- Task item: Rewrite the passage on trading volume from "9. Leon: Do" up to and including "they’re reversal signals.", replacing "parabolic uptrend" with "steep uptrend".

- Passage for review:
· · ·

9. Leon: Do you believe a high volume move to the downside can be a reversal signal?
- Hello Leon, that’s a good question. The short answer is yes, but it depends on how it happens. A stock which has been in a parabolic uptrend will sometimes signal exhaustion in this manner, reversing to the downside on heavy volume. Often, that’s followed by additional weakness. However, a stock that’s range-bound which sees a high-volume decline on a given day may see no downside follow through. So it can happen, but I’d be careful not to put a blanket statement across all high-volume selloffs that they’re reversal signals.
10. Jon: Do you feel price follows volume, or volume follows price?
- Hi Jon, this is a real chicken-and-the-egg topic, and there are cases of both. For example, consider a stock in a pattern like a bull flag. Price is consolidating, but one day edges toward upper resistance on heavy volume. That will many times signal an impending breakout, so volume in that case tends to lead the way. In other cases, price begins to gain momentum, and as the stock gets more attention, the volume naturally increases (following the move in price). See CAGC in recent weeks for an example of this. So it can happen either way. Nonetheless, I care the most about price, so if I’m seeing volume kick in ahead of a breakout, for example, I’ll still want to see price confirm that before I look to make an entry. That keeps me sidelined until I believe a real move is starting. Just remember, price is of utmost importance. If you’re on the wrong side of a move, it doesn’t matter if the volume is heavy or not, it’s still going to hurt!
11. Ryan: Do you have any interesting research projects in the works?
- Hi Ryan, actually I just recently completed a huge project with the creation of the Advanced Trading Course over at TheStockBandit University. That was a major project and I put everything I know into that course, so I don’t plan to do any other big projects for a while.
12. Layne: What indicators do you like to use? Certain ones in certain markets?
- That’s a great question Layne. I should say right up front I don’t rely on any indicators across the board, and actually utilize them rather infrequently. However, there are times when they can help in the trading process, so I’ll put them on the chart when it’s appropriate. A moving average, for example, is really only helpful in a trending market. I just put out a post explaining how and when to use moving averages. I will sometimes add ATR to my chart to see just how much (or how little) movement there’s been lately, and that’s another one which has been helpful for me. If anything, the ATR value lets me know when there’s just not enough movement to offer real potential relative to the risk I’d be taking.

· · ·

- Saved entries:
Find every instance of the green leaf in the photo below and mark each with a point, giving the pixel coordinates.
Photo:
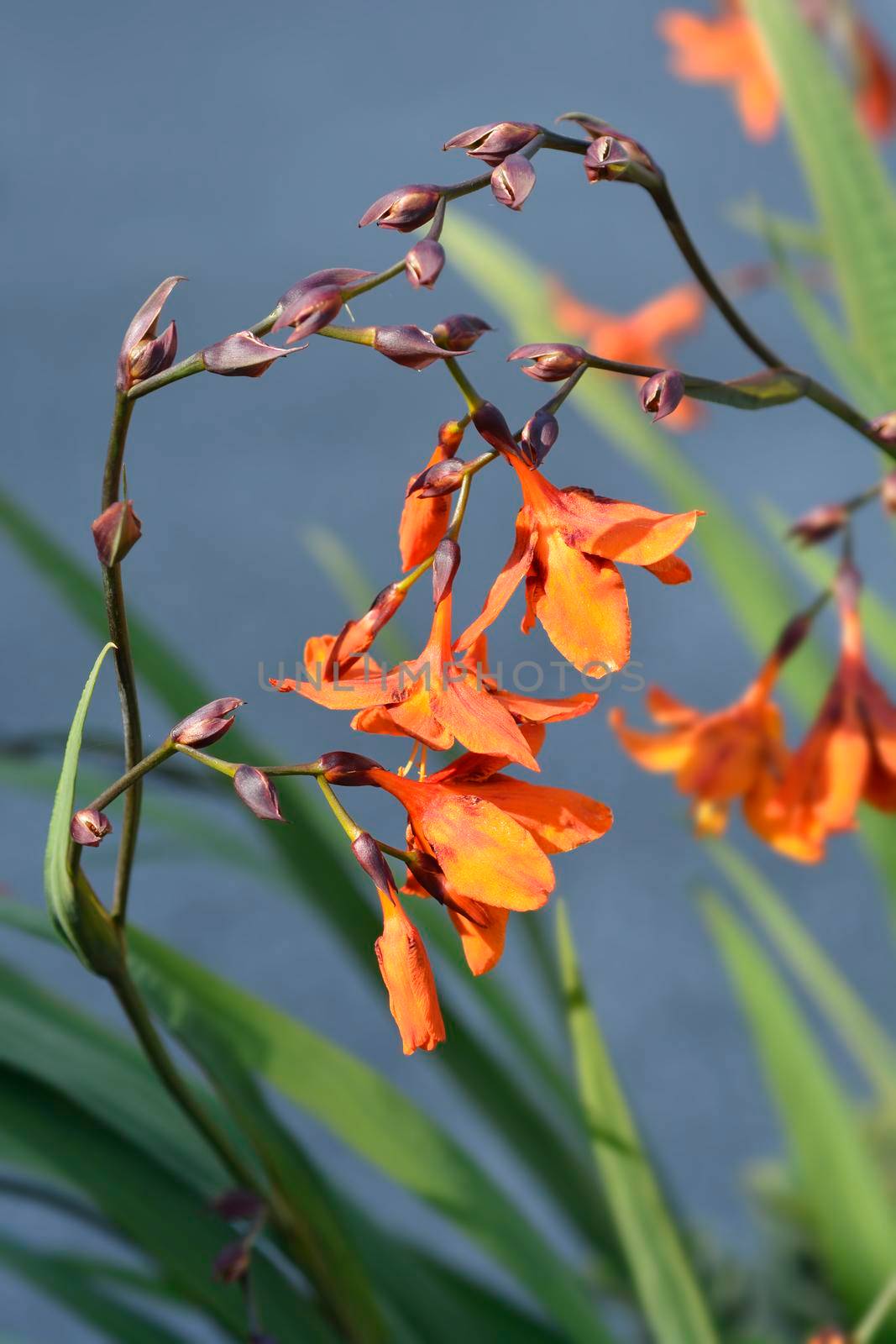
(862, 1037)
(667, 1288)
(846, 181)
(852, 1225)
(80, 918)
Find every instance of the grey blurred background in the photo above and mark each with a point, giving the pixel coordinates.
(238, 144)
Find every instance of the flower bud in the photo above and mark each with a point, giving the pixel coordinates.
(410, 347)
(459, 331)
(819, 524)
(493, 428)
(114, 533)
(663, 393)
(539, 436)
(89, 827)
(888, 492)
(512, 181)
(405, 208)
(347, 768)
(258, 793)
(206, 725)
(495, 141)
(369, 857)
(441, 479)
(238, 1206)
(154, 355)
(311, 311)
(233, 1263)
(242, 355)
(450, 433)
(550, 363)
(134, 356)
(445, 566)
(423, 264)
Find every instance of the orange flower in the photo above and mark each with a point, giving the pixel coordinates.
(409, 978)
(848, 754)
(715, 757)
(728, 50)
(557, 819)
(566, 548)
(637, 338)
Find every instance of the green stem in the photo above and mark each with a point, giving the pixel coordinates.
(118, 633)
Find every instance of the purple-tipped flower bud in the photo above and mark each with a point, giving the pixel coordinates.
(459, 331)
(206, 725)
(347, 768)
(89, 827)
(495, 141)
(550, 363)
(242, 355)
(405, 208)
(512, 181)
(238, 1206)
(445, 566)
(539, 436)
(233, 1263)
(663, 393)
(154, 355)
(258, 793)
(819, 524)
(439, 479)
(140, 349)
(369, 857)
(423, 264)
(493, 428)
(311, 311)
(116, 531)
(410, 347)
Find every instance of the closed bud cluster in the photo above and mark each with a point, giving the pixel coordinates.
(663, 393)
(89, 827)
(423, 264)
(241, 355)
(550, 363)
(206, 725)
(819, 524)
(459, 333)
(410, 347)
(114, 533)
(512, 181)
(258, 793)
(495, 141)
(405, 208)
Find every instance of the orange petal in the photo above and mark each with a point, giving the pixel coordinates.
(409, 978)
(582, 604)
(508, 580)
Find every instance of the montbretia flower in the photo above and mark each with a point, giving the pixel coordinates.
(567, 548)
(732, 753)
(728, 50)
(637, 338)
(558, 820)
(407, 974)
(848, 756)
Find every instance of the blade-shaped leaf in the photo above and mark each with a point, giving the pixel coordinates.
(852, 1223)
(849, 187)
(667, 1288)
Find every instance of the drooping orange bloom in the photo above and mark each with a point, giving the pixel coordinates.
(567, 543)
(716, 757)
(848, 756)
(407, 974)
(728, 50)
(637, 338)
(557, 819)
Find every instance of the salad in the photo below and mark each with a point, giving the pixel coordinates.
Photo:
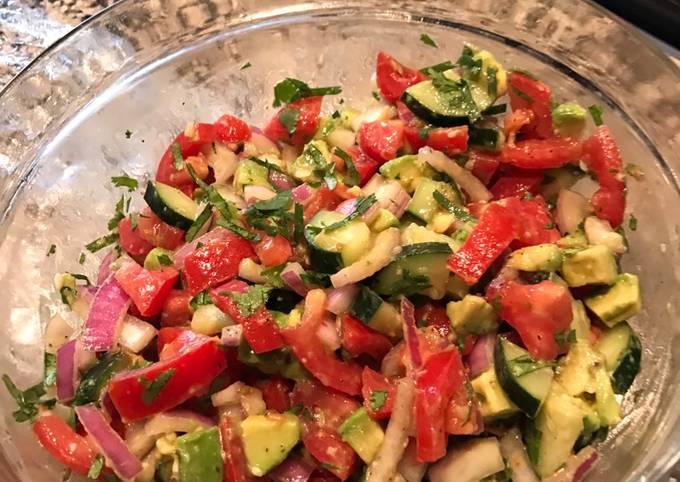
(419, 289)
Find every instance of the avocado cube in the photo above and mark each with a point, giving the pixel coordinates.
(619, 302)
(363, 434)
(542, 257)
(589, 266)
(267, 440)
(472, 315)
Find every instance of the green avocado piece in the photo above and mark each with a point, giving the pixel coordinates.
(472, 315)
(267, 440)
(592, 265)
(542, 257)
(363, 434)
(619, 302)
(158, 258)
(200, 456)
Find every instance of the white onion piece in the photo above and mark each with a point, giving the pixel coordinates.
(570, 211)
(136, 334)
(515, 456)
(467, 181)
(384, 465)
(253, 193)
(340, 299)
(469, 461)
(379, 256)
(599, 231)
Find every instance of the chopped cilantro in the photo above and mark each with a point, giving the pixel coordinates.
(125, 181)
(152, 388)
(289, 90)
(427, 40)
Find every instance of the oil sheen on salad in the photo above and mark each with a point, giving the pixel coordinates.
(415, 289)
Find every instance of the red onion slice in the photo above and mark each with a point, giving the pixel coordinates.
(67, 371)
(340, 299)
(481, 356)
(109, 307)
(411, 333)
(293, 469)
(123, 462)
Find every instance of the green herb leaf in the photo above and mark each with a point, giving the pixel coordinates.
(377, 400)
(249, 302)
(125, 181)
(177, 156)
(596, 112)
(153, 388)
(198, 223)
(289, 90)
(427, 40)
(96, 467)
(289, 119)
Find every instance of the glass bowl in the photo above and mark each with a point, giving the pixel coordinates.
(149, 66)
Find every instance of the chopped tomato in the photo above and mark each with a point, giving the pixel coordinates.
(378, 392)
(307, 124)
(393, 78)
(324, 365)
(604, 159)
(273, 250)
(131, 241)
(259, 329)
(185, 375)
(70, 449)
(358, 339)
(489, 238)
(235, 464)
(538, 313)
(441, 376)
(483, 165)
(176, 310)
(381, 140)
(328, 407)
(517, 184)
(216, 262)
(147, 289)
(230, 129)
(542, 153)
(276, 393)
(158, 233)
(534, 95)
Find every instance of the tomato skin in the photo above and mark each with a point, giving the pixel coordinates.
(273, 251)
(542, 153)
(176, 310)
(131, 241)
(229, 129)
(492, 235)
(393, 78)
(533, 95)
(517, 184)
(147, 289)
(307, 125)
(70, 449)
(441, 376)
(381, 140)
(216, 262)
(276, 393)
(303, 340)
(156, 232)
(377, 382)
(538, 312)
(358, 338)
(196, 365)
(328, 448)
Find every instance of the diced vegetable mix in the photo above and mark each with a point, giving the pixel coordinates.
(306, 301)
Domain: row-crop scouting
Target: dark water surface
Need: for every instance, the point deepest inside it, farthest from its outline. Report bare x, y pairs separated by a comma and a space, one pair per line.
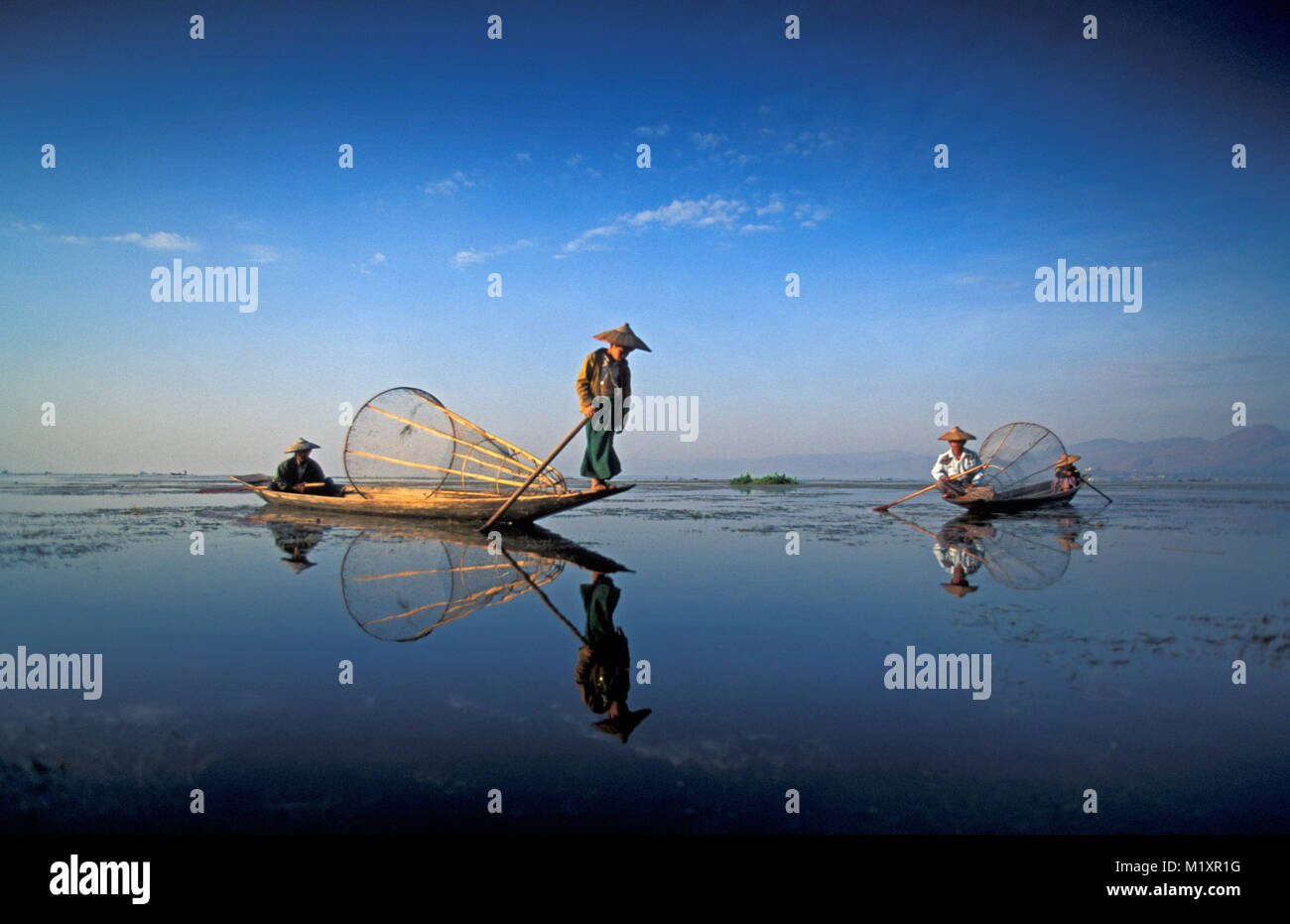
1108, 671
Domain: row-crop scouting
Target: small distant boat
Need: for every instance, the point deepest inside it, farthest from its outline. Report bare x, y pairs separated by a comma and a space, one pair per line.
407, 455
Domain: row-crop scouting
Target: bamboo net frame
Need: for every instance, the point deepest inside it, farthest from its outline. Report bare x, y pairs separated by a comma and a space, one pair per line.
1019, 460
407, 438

· · ·

- Answer to the exercise:
9. Leon: Do you believe a high volume move to the downside can be a reversal signal?
- Hello Leon, that’s a good question. The short answer is yes, but it depends on how it happens. A stock which has been in a steep uptrend will sometimes signal exhaustion in this manner, reversing to the downside on heavy volume. Often, that’s followed by additional weakness. However, a stock that’s range-bound which sees a high-volume decline on a given day may see no downside follow through. So it can happen, but I’d be careful not to put a blanket statement across all high-volume selloffs that they’re reversal signals.